Diretor de direitos esportivos do Grupo Globo, Fernando Manuel Pinto tenta convencer Palmeiras, Atlético-PR e Bahia —que acertaram com o Esporte Interativo em TV fechada— a aceitarem as ofertas de transmissão em TV aberta e pay-per-view para as edições do Brasileiro de 2019 a 2024. 

Os três clubes são os únicos da Série A que ainda não fecharam acordo com a emissora. 

Entre os motivos alegados para não aceitarem a proposta está a divisão da arrecadação do pay-per-view. Os times ficam com 38% do obtido com a venda de pacotes a assinantes. Outros 62% são divididos entre a emissora e operadoras.

O modelo [de pay-per-view] é justo. Os clubes são remunerados”, disse Fernando Manuel Pinto à Folha

Fernando Manuel Pinto, diretor de direitos esportivos do Grupo Globo
Fernando Manuel Pinto, diretor de direitos esportivos do Grupo Globo - Ricardo Borges/Folhapress

A proposta da Globo prevê ainda a aplicação de reduções no valor pago aos clubes que fecharam com o Esporte Interativo. A emissora quer diminuir em 20% (para TV aberta) e 5,2% (em PPV, por jogo) os novos contratos para quem assinou com a rival.

- [TRECHOS DOS REGISTROS]:
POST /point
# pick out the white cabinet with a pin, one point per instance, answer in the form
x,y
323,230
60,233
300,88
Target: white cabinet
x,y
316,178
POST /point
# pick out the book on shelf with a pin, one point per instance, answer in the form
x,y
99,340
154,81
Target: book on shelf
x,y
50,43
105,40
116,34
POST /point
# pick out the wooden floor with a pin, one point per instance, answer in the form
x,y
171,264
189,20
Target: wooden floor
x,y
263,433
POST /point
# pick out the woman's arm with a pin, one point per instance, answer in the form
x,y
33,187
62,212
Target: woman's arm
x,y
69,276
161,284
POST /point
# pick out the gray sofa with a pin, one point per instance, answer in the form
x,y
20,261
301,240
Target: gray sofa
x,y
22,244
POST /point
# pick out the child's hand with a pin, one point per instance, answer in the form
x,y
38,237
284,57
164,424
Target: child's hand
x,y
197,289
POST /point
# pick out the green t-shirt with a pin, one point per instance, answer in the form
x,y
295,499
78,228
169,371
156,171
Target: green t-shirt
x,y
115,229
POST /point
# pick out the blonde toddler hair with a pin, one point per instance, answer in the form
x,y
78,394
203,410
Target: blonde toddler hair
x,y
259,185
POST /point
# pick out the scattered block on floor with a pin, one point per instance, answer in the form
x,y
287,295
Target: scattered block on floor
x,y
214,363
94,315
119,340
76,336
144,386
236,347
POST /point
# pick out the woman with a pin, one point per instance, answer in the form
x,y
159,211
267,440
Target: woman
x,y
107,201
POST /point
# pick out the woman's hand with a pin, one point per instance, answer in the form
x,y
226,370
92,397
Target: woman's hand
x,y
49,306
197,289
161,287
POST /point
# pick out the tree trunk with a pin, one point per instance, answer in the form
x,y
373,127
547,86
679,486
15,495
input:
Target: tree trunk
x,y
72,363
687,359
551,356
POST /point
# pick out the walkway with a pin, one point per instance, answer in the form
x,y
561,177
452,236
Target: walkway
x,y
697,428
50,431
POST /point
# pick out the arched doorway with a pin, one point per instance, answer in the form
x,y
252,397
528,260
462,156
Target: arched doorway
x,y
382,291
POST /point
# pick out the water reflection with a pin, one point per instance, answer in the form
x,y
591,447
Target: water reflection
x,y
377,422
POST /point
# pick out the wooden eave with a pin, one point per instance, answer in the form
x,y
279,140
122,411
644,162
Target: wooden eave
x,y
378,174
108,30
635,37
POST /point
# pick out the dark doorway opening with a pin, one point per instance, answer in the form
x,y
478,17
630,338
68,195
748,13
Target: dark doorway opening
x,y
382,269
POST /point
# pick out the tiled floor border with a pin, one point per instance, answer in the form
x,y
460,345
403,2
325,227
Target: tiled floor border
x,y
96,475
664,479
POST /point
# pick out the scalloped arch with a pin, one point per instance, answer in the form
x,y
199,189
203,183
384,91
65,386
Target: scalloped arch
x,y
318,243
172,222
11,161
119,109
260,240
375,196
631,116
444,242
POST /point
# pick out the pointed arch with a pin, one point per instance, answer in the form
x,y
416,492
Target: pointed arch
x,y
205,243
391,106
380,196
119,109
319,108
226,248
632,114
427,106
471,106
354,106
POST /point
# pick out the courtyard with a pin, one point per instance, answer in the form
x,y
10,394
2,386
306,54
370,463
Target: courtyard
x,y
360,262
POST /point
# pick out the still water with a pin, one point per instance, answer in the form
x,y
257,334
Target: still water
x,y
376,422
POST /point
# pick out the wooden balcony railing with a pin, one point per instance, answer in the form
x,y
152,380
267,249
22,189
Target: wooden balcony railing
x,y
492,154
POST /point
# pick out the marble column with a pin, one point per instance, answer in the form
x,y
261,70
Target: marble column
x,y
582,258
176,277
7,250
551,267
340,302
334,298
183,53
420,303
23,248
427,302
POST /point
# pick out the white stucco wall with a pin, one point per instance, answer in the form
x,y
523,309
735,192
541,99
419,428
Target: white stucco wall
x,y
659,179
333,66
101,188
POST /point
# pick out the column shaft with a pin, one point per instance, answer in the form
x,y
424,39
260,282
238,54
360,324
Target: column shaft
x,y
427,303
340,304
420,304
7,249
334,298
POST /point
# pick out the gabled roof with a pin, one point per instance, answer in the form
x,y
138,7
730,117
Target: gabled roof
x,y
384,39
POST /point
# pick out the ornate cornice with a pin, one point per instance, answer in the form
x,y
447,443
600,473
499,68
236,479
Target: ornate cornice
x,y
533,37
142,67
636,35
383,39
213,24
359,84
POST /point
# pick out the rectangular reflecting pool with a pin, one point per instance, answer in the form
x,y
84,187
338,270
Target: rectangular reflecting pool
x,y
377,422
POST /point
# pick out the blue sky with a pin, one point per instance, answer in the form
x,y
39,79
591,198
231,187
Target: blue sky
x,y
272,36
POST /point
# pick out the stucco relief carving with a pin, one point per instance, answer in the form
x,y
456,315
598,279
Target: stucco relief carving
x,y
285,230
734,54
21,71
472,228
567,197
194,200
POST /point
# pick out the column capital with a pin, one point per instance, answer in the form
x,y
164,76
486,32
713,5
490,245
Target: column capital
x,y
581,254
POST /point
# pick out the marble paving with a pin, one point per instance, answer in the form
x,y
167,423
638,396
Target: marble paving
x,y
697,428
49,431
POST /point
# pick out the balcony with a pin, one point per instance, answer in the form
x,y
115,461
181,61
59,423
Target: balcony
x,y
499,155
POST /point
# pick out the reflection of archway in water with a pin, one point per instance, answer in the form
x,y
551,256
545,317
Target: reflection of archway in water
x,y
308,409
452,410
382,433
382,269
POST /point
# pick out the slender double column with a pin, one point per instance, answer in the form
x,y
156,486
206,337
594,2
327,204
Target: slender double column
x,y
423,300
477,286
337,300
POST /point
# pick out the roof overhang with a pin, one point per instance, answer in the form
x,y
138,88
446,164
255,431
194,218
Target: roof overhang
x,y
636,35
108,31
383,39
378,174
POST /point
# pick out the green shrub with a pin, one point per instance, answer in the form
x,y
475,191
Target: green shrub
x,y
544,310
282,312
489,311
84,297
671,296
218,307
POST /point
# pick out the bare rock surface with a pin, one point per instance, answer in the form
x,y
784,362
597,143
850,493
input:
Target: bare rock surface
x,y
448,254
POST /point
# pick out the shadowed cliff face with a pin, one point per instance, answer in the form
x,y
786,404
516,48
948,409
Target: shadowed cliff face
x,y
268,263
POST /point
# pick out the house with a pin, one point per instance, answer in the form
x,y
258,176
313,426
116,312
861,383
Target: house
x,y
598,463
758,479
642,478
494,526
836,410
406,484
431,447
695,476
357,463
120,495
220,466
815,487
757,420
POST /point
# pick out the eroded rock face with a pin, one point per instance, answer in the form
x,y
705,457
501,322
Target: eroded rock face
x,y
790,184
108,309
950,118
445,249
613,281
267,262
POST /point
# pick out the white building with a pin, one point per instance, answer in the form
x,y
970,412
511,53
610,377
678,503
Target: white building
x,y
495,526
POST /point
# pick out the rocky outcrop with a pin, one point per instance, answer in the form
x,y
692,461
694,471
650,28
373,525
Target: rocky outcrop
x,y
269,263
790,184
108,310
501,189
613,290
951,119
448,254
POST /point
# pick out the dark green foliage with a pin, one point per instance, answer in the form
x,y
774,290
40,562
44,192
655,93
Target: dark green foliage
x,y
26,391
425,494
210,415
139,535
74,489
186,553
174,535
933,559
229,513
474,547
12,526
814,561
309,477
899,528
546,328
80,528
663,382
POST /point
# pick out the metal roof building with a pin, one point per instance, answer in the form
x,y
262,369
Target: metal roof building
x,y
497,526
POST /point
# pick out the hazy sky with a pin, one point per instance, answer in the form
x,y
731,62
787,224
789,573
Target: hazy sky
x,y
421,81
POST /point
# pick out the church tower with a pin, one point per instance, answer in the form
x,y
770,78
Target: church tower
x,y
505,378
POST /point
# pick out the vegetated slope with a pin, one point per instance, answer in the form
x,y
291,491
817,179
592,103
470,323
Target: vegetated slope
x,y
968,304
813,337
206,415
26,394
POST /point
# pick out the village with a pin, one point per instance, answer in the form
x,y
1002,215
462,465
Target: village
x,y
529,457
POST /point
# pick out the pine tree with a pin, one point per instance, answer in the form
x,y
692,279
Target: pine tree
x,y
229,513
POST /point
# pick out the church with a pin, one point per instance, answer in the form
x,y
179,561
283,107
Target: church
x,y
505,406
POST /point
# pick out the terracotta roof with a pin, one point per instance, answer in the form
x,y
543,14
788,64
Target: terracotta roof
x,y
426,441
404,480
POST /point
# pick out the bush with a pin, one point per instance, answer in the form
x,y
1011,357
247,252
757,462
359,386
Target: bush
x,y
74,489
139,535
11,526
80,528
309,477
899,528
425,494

- [OBJETIVO 1]: Reproduza literalmente o trecho do documento de origem que vai de "Diretor de direitos esportivos do Grupo Globo, Fernando" até "2019 a 2024.", incluindo este último.
- [OBJETIVO 2]: Segundo o documento de origem, qual porcentagem da arrecadação do pay-per-view fica com os clubes?

- [RESULTADO CORRETO 1]:
Diretor de direitos esportivos do Grupo Globo, Fernando Manuel Pinto tenta convencer Palmeiras, Atlético-PR e Bahia —que acertaram com o Esporte Interativo em TV fechada— a aceitarem as ofertas de transmissão em TV aberta e pay-per-view para as edições do Brasileiro de 2019 a 2024.

- [RESULTADO CORRETO 2]: Os clubes ficam com 38% do valor obtido com a venda de pacotes a assinantes.